WORK TO BE COMPLETED. Drop every picture, then repeat the records exactly.

SOURCE MATERIAL.

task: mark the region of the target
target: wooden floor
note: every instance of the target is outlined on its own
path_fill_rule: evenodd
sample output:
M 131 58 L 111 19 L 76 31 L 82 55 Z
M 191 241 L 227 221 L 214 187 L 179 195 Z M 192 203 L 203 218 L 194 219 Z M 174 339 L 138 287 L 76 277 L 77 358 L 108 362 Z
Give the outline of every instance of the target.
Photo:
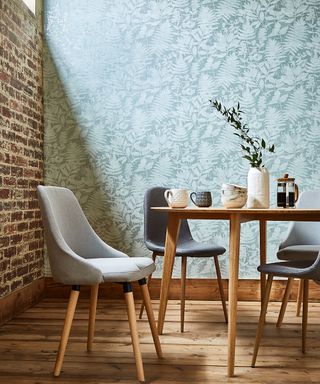
M 169 302 L 164 359 L 158 360 L 146 319 L 139 320 L 149 383 L 319 383 L 320 304 L 310 304 L 307 354 L 300 350 L 300 320 L 290 303 L 281 329 L 279 303 L 271 303 L 257 360 L 250 368 L 259 303 L 239 303 L 236 377 L 226 377 L 227 325 L 219 302 L 187 302 L 185 333 L 179 332 L 178 302 Z M 137 313 L 139 305 L 137 303 Z M 154 303 L 157 309 L 157 303 Z M 66 301 L 45 299 L 0 328 L 0 383 L 136 383 L 128 322 L 122 301 L 100 300 L 93 352 L 86 352 L 88 301 L 76 312 L 63 371 L 52 377 Z

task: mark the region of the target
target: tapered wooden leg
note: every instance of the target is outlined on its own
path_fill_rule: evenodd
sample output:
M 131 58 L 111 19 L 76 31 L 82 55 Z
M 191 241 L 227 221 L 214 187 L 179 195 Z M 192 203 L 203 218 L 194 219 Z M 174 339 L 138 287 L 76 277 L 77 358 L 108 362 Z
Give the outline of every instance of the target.
M 240 218 L 233 214 L 230 218 L 230 262 L 229 262 L 229 322 L 228 322 L 228 376 L 234 374 L 236 334 L 237 334 L 237 306 L 238 306 L 238 278 L 239 278 L 239 246 L 240 246 Z
M 163 260 L 163 271 L 160 291 L 160 304 L 158 313 L 158 333 L 163 332 L 164 318 L 166 315 L 169 287 L 172 276 L 174 257 L 176 254 L 177 238 L 179 234 L 180 219 L 174 213 L 168 214 L 168 227 L 166 235 L 165 253 Z
M 141 288 L 141 292 L 142 292 L 143 302 L 144 302 L 145 307 L 146 307 L 146 312 L 147 312 L 147 316 L 148 316 L 148 320 L 149 320 L 149 325 L 150 325 L 150 329 L 151 329 L 151 333 L 152 333 L 154 346 L 156 348 L 158 357 L 161 359 L 162 358 L 161 344 L 160 344 L 160 340 L 159 340 L 156 322 L 154 320 L 152 304 L 151 304 L 151 300 L 150 300 L 148 285 L 146 284 L 146 279 L 139 280 L 139 284 L 140 284 L 140 288 Z
M 300 316 L 302 297 L 303 297 L 303 281 L 299 279 L 299 289 L 298 289 L 298 296 L 297 296 L 297 312 L 296 312 L 297 316 Z
M 181 299 L 180 299 L 180 330 L 184 332 L 184 309 L 186 299 L 187 256 L 181 257 Z
M 72 320 L 73 320 L 74 312 L 76 310 L 76 306 L 77 306 L 77 302 L 78 302 L 79 291 L 80 291 L 80 287 L 77 285 L 77 286 L 72 287 L 72 290 L 70 293 L 67 313 L 66 313 L 66 317 L 64 320 L 63 331 L 62 331 L 62 335 L 61 335 L 61 339 L 60 339 L 58 355 L 57 355 L 57 359 L 56 359 L 56 363 L 55 363 L 54 371 L 53 371 L 54 376 L 59 376 L 60 372 L 61 372 L 63 358 L 64 358 L 64 354 L 66 352 L 66 347 L 67 347 L 68 339 L 69 339 L 69 335 L 70 335 Z
M 269 303 L 269 297 L 270 297 L 270 292 L 271 292 L 272 280 L 273 280 L 273 276 L 269 275 L 268 276 L 268 282 L 267 282 L 267 285 L 266 285 L 264 299 L 263 299 L 263 302 L 262 302 L 262 308 L 261 308 L 261 312 L 260 312 L 260 318 L 259 318 L 259 324 L 258 324 L 258 329 L 257 329 L 257 333 L 256 333 L 256 340 L 255 340 L 255 343 L 254 343 L 254 350 L 253 350 L 251 367 L 255 366 L 256 360 L 257 360 L 257 355 L 258 355 L 259 346 L 260 346 L 260 340 L 261 340 L 261 337 L 262 337 L 263 327 L 264 327 L 264 323 L 265 323 L 265 320 L 266 320 L 266 314 L 267 314 L 267 309 L 268 309 L 268 303 Z
M 221 272 L 220 272 L 220 265 L 219 265 L 218 256 L 213 256 L 213 259 L 214 259 L 214 265 L 216 267 L 217 282 L 218 282 L 219 293 L 220 293 L 220 298 L 221 298 L 221 303 L 222 303 L 222 308 L 223 308 L 224 319 L 225 319 L 225 322 L 227 323 L 228 322 L 228 311 L 227 311 L 227 305 L 226 305 L 226 297 L 224 295 L 224 290 L 223 290 L 223 284 L 222 284 L 222 279 L 221 279 Z
M 293 277 L 289 277 L 287 281 L 286 289 L 284 291 L 284 295 L 282 298 L 282 304 L 281 304 L 281 308 L 278 316 L 277 327 L 281 327 L 282 325 L 283 316 L 286 313 L 287 304 L 288 304 L 289 296 L 291 293 L 292 283 L 293 283 Z
M 123 290 L 124 290 L 124 297 L 127 305 L 127 313 L 128 313 L 129 326 L 130 326 L 130 332 L 131 332 L 133 354 L 136 362 L 137 379 L 141 383 L 144 383 L 145 382 L 144 370 L 143 370 L 142 356 L 140 351 L 140 343 L 139 343 L 137 321 L 136 321 L 136 311 L 134 307 L 134 299 L 133 299 L 131 284 L 124 283 Z
M 99 284 L 92 285 L 90 295 L 90 311 L 89 311 L 89 327 L 87 350 L 92 351 L 93 338 L 94 338 L 94 324 L 96 322 L 96 311 L 98 302 Z
M 308 325 L 309 280 L 303 280 L 303 308 L 302 308 L 302 353 L 306 352 Z
M 155 263 L 155 261 L 156 261 L 156 257 L 157 257 L 156 253 L 153 252 L 153 253 L 152 253 L 152 260 L 153 260 L 154 263 Z M 152 279 L 152 273 L 151 273 L 151 275 L 148 277 L 148 288 L 150 288 L 151 279 Z M 142 301 L 142 304 L 141 304 L 141 307 L 140 307 L 139 319 L 142 319 L 143 311 L 144 311 L 144 302 Z
M 266 220 L 260 220 L 260 265 L 266 264 L 267 262 L 267 222 Z M 266 287 L 266 275 L 265 273 L 260 273 L 260 301 L 261 306 L 263 302 L 263 297 L 265 294 Z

RESULT OF THE TASK.
task: mark the region of the target
target: wooden floor
note: every instance of the target is outlined on its own
path_fill_rule: evenodd
sample output:
M 131 58 L 111 19 L 76 31 L 82 55 Z
M 191 241 L 227 221 L 214 187 L 179 195 Z M 192 203 L 203 218 L 194 219 Z M 174 339 L 138 287 L 76 277 L 77 358 L 108 362 Z
Give the outline of every instance of the target.
Photo:
M 169 302 L 164 359 L 158 360 L 146 319 L 139 320 L 149 383 L 319 383 L 320 304 L 310 304 L 307 354 L 300 350 L 300 320 L 290 303 L 281 329 L 279 303 L 271 303 L 257 360 L 250 368 L 259 303 L 239 303 L 236 377 L 226 377 L 227 325 L 219 302 L 187 302 L 185 333 L 179 332 L 178 302 Z M 137 313 L 139 305 L 137 303 Z M 154 303 L 157 309 L 157 303 Z M 66 301 L 45 299 L 0 328 L 0 383 L 136 383 L 128 322 L 122 301 L 100 300 L 93 352 L 86 352 L 88 301 L 76 312 L 63 371 L 52 377 Z

task: mark the region of the target
target: tapered wooden leg
note: every instance of the target is outlined on its own
path_fill_rule: evenodd
sample output:
M 131 58 L 111 19 L 76 31 L 82 55 Z
M 191 241 L 227 221 L 214 187 L 179 195 Z M 192 203 L 203 218 L 194 219 Z M 174 339 L 138 287 L 76 277 L 77 358 L 108 362 Z
Give the outline of every instance of the target.
M 240 218 L 233 214 L 230 218 L 230 262 L 229 262 L 229 322 L 228 322 L 228 376 L 234 374 L 236 334 L 237 334 L 237 306 L 238 306 L 238 278 L 239 278 L 239 246 L 240 246 Z
M 163 260 L 163 271 L 160 291 L 160 304 L 158 313 L 158 333 L 163 332 L 164 318 L 166 315 L 169 287 L 172 276 L 174 257 L 176 254 L 177 238 L 179 234 L 180 219 L 174 213 L 168 214 L 168 227 L 166 235 L 165 253 Z
M 141 288 L 141 292 L 142 292 L 143 302 L 144 302 L 145 307 L 146 307 L 146 312 L 147 312 L 147 316 L 148 316 L 148 320 L 149 320 L 149 325 L 150 325 L 150 329 L 151 329 L 151 333 L 152 333 L 154 346 L 156 348 L 158 357 L 161 359 L 162 358 L 161 344 L 160 344 L 160 340 L 159 340 L 156 322 L 154 320 L 152 304 L 151 304 L 151 300 L 150 300 L 148 285 L 146 284 L 146 279 L 139 280 L 139 284 L 140 284 L 140 288 Z
M 300 316 L 302 297 L 303 297 L 303 281 L 299 279 L 299 289 L 298 289 L 298 296 L 297 296 L 297 312 L 296 312 L 297 316 Z
M 181 299 L 180 299 L 180 330 L 184 332 L 184 309 L 186 299 L 187 256 L 181 257 Z
M 72 320 L 73 320 L 74 312 L 76 310 L 76 306 L 77 306 L 77 302 L 78 302 L 79 291 L 80 291 L 80 287 L 77 285 L 77 286 L 72 287 L 72 290 L 70 293 L 67 313 L 66 313 L 66 317 L 64 320 L 63 331 L 62 331 L 62 335 L 61 335 L 61 339 L 60 339 L 58 355 L 57 355 L 57 359 L 56 359 L 56 363 L 55 363 L 54 371 L 53 371 L 54 376 L 59 376 L 60 372 L 61 372 L 63 358 L 64 358 L 64 354 L 66 352 L 66 347 L 67 347 L 68 339 L 69 339 L 69 335 L 70 335 Z
M 269 303 L 269 297 L 270 297 L 270 292 L 271 292 L 272 280 L 273 280 L 273 276 L 269 275 L 268 276 L 268 282 L 267 282 L 267 285 L 266 285 L 264 299 L 263 299 L 263 302 L 262 302 L 262 308 L 261 308 L 261 312 L 260 312 L 260 318 L 259 318 L 259 324 L 258 324 L 258 329 L 257 329 L 257 333 L 256 333 L 256 340 L 255 340 L 255 343 L 254 343 L 254 350 L 253 350 L 251 367 L 255 366 L 256 360 L 257 360 L 257 355 L 258 355 L 259 346 L 260 346 L 260 340 L 261 340 L 261 337 L 262 337 L 263 327 L 264 327 L 264 323 L 265 323 L 265 320 L 266 320 L 266 314 L 267 314 L 267 309 L 268 309 L 268 303 Z
M 221 272 L 220 272 L 220 265 L 219 265 L 218 256 L 213 256 L 213 259 L 214 259 L 214 265 L 216 267 L 217 282 L 218 282 L 219 293 L 220 293 L 220 298 L 221 298 L 221 303 L 222 303 L 222 308 L 223 308 L 224 319 L 225 319 L 225 322 L 227 323 L 228 322 L 228 311 L 227 311 L 227 305 L 226 305 L 226 297 L 224 295 L 224 290 L 223 290 L 223 284 L 222 284 L 222 279 L 221 279 Z
M 293 277 L 289 277 L 287 281 L 286 289 L 284 291 L 284 295 L 282 298 L 282 304 L 281 304 L 281 308 L 278 316 L 277 327 L 281 327 L 282 325 L 283 316 L 286 313 L 287 304 L 288 304 L 289 296 L 291 293 L 292 283 L 293 283 Z
M 123 290 L 124 290 L 124 297 L 127 305 L 127 313 L 128 313 L 129 326 L 130 326 L 130 332 L 131 332 L 133 354 L 136 362 L 137 379 L 141 383 L 144 383 L 145 382 L 144 370 L 143 370 L 142 356 L 140 351 L 140 343 L 139 343 L 137 321 L 136 321 L 136 311 L 134 307 L 134 299 L 133 299 L 131 284 L 124 283 Z
M 99 284 L 92 285 L 90 295 L 90 311 L 89 311 L 89 327 L 87 350 L 92 351 L 93 338 L 94 338 L 94 324 L 96 322 L 96 311 L 98 302 Z
M 308 325 L 309 280 L 303 280 L 303 308 L 302 308 L 302 353 L 306 352 Z
M 155 263 L 155 261 L 156 261 L 156 257 L 157 257 L 156 253 L 153 252 L 153 253 L 152 253 L 152 260 L 153 260 L 154 263 Z M 152 279 L 152 273 L 151 273 L 151 275 L 148 277 L 148 288 L 150 288 L 151 279 Z M 142 301 L 142 304 L 141 304 L 141 307 L 140 307 L 139 319 L 142 319 L 143 311 L 144 311 L 144 302 Z
M 266 220 L 260 220 L 260 265 L 266 264 L 267 262 L 267 222 Z M 266 287 L 266 275 L 265 273 L 260 273 L 260 301 L 261 306 L 263 302 L 263 297 L 265 294 Z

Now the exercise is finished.